To be done: Show every line of the records that contains the string "officer", treating uppercase and lowercase as different.

Stored rows:

>> begin

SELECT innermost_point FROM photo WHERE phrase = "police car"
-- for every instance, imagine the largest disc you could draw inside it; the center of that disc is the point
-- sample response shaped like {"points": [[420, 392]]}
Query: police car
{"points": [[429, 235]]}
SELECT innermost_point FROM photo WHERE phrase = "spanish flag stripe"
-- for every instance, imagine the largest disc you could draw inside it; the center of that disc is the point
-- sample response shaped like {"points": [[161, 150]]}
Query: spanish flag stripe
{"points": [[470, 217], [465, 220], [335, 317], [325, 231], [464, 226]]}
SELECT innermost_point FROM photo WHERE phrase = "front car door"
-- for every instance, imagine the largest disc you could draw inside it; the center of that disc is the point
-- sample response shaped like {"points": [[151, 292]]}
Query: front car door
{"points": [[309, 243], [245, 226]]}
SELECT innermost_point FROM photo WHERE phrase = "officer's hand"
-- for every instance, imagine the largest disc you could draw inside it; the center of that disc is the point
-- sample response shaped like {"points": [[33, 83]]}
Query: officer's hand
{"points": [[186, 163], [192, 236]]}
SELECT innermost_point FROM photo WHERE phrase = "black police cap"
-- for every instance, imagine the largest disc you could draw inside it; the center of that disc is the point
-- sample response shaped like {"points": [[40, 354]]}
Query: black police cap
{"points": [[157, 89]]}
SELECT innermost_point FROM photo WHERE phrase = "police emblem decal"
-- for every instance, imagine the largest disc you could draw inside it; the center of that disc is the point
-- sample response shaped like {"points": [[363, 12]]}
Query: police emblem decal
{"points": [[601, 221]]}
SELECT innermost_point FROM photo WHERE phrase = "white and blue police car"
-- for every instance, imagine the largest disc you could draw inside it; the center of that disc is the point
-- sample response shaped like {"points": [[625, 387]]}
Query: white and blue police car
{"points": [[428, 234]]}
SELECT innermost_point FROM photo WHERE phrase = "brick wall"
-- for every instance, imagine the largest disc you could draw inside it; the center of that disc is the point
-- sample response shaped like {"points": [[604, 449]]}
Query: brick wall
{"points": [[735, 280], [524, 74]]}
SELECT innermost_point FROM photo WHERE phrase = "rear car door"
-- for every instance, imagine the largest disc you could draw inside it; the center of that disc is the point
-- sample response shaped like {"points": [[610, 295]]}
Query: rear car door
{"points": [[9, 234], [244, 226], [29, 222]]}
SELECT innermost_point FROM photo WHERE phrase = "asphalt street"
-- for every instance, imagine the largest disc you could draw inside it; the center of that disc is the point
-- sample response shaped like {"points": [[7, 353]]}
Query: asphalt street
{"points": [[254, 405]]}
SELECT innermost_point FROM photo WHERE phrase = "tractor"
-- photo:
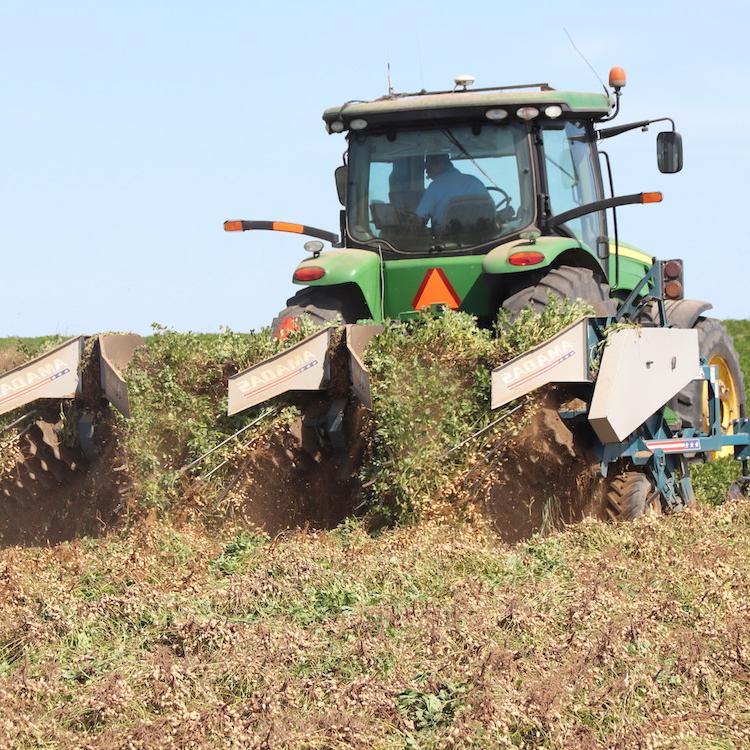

>> end

Expected answer:
SELECT innermost_point FROM photo WHERE phrase = "officer's hand"
Query: officer's hand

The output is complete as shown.